Data listing:
----
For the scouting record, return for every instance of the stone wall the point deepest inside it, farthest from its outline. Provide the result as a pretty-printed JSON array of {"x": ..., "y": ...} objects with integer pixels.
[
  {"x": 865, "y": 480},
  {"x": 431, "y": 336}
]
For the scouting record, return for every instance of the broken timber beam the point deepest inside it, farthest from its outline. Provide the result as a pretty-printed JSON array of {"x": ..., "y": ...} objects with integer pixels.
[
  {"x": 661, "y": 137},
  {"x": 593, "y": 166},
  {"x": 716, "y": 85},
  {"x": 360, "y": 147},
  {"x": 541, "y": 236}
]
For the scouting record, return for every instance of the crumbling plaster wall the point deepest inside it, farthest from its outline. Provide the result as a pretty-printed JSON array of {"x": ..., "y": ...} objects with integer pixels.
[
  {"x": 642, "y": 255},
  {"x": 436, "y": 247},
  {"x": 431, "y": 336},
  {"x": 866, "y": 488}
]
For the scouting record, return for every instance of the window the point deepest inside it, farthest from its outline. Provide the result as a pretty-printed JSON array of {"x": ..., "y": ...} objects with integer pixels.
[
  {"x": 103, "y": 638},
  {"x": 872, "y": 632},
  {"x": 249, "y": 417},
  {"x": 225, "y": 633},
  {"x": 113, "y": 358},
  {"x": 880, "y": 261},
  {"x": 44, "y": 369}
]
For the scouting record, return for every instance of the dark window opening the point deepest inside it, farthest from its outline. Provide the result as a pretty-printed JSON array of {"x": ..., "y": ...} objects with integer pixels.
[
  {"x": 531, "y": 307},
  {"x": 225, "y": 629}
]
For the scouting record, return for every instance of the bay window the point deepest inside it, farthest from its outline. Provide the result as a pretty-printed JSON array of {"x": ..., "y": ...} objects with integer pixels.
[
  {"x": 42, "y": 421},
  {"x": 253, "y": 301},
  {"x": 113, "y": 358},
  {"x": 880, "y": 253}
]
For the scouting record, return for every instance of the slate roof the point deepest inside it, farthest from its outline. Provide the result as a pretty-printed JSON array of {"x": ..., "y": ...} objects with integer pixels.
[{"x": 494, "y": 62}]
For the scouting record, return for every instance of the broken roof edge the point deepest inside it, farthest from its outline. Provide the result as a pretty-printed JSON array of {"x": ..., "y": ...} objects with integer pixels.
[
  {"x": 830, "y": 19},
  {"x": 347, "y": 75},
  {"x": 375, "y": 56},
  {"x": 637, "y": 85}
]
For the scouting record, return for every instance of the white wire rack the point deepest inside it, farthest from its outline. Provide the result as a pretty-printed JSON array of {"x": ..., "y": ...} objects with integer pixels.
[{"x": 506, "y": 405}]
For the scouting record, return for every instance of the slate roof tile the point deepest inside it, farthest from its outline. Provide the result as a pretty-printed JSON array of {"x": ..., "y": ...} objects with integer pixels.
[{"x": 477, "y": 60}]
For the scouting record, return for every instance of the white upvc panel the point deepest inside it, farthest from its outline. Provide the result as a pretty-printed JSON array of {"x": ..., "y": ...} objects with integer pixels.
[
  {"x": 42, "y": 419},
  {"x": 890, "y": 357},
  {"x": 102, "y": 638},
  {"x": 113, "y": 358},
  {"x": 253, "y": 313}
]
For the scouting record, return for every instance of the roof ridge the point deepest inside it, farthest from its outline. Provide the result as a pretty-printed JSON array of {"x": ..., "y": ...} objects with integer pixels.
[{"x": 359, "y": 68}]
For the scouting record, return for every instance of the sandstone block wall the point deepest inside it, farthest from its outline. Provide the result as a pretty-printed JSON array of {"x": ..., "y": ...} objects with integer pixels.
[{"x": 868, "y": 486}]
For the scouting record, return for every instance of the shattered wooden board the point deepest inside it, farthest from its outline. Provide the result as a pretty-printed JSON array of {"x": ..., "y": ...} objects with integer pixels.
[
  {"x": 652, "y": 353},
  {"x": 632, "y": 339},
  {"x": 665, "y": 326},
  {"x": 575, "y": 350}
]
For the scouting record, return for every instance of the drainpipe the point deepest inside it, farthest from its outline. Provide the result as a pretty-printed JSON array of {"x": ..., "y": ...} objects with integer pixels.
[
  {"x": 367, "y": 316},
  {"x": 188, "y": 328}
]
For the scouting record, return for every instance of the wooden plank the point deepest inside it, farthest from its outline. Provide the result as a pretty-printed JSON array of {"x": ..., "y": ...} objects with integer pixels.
----
Required task:
Exactly repeat the lines from the line that contains "of the drainpipe" to the end of the entries, both included, and leave out all other lines.

Result of the exercise:
For the scouting record, return for every instance of the drainpipe the point deepest inside it, farthest from its outline. Provide the result as a pretty-printed JSON array of {"x": ..., "y": ...} objects with integer pixels.
[
  {"x": 367, "y": 316},
  {"x": 188, "y": 328}
]
For the scouting record, return for every instance of the wooden plank the point deepest inside it, farthest from its outline. Provide the result as a pretty-printed JSON array of {"x": ..., "y": ...} objects with integer pixels.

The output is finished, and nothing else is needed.